----- DATASET RECORDS

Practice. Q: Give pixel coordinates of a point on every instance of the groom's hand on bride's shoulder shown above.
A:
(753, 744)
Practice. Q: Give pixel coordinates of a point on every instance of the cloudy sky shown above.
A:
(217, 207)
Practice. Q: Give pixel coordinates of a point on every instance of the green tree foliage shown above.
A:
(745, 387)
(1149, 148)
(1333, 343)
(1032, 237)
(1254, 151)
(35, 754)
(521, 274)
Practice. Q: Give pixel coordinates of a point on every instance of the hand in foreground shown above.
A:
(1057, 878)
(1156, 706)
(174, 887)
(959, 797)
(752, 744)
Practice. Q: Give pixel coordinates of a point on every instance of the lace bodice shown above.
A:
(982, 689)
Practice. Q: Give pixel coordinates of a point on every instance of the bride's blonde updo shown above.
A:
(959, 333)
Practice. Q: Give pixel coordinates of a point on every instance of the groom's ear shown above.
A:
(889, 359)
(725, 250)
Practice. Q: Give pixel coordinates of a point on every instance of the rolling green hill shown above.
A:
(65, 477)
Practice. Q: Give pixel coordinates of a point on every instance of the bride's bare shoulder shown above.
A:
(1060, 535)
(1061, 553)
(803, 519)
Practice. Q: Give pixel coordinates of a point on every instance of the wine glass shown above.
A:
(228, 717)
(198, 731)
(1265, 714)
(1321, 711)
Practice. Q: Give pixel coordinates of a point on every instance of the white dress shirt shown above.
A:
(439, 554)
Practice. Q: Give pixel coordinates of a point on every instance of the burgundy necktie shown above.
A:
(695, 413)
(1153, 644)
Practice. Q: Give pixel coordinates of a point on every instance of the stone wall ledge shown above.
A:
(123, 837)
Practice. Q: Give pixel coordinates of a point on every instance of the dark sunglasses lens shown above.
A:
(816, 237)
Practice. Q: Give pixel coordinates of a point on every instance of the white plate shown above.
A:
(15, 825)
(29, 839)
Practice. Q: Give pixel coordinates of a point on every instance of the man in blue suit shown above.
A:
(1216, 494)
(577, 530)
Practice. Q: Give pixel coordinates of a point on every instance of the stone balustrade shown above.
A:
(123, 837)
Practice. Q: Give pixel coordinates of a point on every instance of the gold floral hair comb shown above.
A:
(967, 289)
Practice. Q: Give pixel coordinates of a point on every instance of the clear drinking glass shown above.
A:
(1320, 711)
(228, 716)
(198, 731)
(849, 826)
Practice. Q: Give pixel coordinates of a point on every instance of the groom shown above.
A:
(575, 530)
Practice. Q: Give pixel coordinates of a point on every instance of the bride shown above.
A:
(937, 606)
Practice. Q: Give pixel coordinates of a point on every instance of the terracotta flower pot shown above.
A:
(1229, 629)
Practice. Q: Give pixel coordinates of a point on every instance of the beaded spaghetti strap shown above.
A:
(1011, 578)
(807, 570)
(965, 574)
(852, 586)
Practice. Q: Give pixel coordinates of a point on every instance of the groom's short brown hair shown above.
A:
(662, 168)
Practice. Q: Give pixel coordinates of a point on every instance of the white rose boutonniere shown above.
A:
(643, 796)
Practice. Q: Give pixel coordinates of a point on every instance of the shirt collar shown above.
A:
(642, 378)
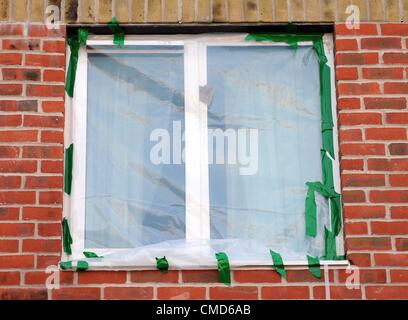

----------

#### WHAT YOU NEED TO DO:
Set the entries down again exactly. Do not include the images.

#### REPLY TO THE EXERCISE:
Practice. Q: Give pixel coordinates of a point on every instance of the groom's hand on bride's shoulder shown above.
A:
(753, 744)
Practice. Q: Give pixel coordinates of a point on every instance of the cloudy sky shown above.
A:
(217, 207)
Practice. Q: Give pixel coordinates of a point on every instance of the green tree foliage shown above.
A:
(745, 387)
(1149, 148)
(1333, 343)
(1032, 237)
(1254, 151)
(35, 754)
(521, 274)
Practice. Q: Give pixel coordinates of a point on every instance of the hand in foreground shown above.
A:
(1057, 878)
(1156, 706)
(174, 887)
(959, 797)
(752, 744)
Practice. Q: Give pixel coordinates of a point on every instance of the lace bodice shown above.
A:
(982, 689)
Practice. Q: Give pixel coordinates of a point on every instance of the bride's blonde updo shown above.
A:
(959, 333)
Practice. Q: Give pixel coordinates of a point on every instance of the groom's ear shown above.
A:
(889, 359)
(725, 250)
Practice. Q: Give pixel coordinates of a point on every instance of the rolling green hill shown above.
A:
(65, 477)
Practice. Q: Give pixel coordinates of a point on every instance of the bride's bare shoulder shown above.
A:
(1060, 535)
(1061, 553)
(803, 519)
Practice. Q: Give pixel coordinates of a point on every instance of the wine glass shown above.
A:
(228, 717)
(198, 731)
(1265, 714)
(1321, 711)
Practice. Q: Give pixel coordinates of a point on every instance of the white dress shirt shown above.
A:
(439, 554)
Practice. Q: Give pixel coordinates of a point on every instance of the burgundy necktie shown above.
A:
(695, 413)
(1153, 644)
Practice. Q: Give pixel coordinates of a point on every instance of the stone wall ledge shown above.
A:
(123, 837)
Practice. Q: Give pixel coordinates of a point on every instance of the dark sunglasses lens shown above.
A:
(816, 237)
Practice. Q: Give pixel coordinates of a point on every instance of the white plate shown above.
A:
(15, 825)
(29, 839)
Practice. Q: Give pixel coordinates of a point on every instance of the man in blue suit shown above.
A:
(1216, 494)
(577, 530)
Practice. Q: Give pixel coordinates of a point on every instance of the stone balustrade shown above.
A:
(123, 837)
Practice. Q: Give pixel coordinates of a point on every instance of the gold floral hair comb shown above.
A:
(967, 289)
Practice. Q: Give pixel coordinates of a point on every instance of the clear drinking glass shown above.
A:
(1320, 711)
(228, 716)
(198, 731)
(849, 826)
Practice. Q: Give pixel coordinates of a point on every instance of the groom shown above.
A:
(575, 530)
Practice. Q: Give pixel coordinates of a point on every instance of the bride shown above.
A:
(937, 606)
Practice. Q: Give pixel coordinates of a point on every instance of the terracotta flower pot shown above.
A:
(1229, 629)
Practice. Q: Give pixel coordinates of a point on every instance of the beaded spaghetti strap shown above.
A:
(1011, 578)
(807, 570)
(965, 574)
(852, 586)
Practice. Q: Give pixel coordinates of a point on every instance of the groom's short brown hair shown above.
A:
(662, 168)
Practice. Q: Give pixel coordinates of a point on every instance of the white rose boutonniere shown above.
A:
(643, 796)
Practice. Q: Give pixel coordinates of a point on every instance of the shirt collar shown above.
A:
(642, 378)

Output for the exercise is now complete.